*** Opening of Exercise text ***
Hamilton Mayor Fred Eisenberger has ended the city’s COVID-19 emergency declaration.
The action was first declared in unison with Ontario’s state of emergency enacted on April 17, 2020, as the coronavirus pandemic first began.
A temporary order under the Emergency Management and Civil Protection Act (EMCPA) allowed municipalities the flexibility to deploy staff where they were needed to manage the city’s vital services.
Eisenberger said the measure was “not rescinded lightly” by the city and that the community still needs to be “aware and be vigilant” as it eases into a “normal state.”
The change means the city will return to in-person meetings, also offered in a hybrid format, on May 25 with committee meetings coming back on the week of May 30.
City advisory committees will also return the week of May 30 while full-on advisory committees will still be limited as staff work through the process of a full return.
The city’s mask mandate for its employees will also be lifted on May 25 with in-person public engagement allowed on the same day.
“I do want to recognize the importance of this moment,” Eisenberger said in a virtual media conference on Tuesday. “It’s taken us two and half years to get here.”
Public health epidemiologist Michelle Baird characterized the community’s current COVID situation as better having past the peak of transmission in the most recent wave.
*** Close of Exercise text ***
*** Opening of Records ***
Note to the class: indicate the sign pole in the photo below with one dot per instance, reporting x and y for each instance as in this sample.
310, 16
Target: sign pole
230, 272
*** Close of Records ***
*** Opening of Records ***
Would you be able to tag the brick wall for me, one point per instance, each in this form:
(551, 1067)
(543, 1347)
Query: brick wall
*** Close of Records ***
Tasks for this exercise
**a)** In the text about Hamilton ending its COVID-19 emergency declaration, on what date is the city's mask mandate for its employees lifted?
**b)** Extend the article about Hamilton ending its COVID-19 emergency declaration, picking up after its final sentence.

Answers to the exercise
**a)** May 25

**b)**
Case numbers, the percentage of PCR tests coming back positive and wastewater signals continue to show declines in spread of COVID.
“Although transmission is decreasing, we are still in a pandemic,” said Baird.
“But we are now in a phase where we are learning collectively what it means to live with COVID. This means we have a better understanding than we certainly did two years ago.”
An offshoot of the 2020 order was the activation of the Emergency Operations Centre (EOC) which will remain active, according to EOC boss Jason Thorne.
He says the agency will now continue with a monitoring role across the region.
“So what that means is … we’ll continue to meet as required and continue to liaise with our colleagues in public health to monitor the COVID situation and to maintain operational readiness,” Thorne said.
“But otherwise, city operations and decision making processes will be back to a pre-COVID situation.”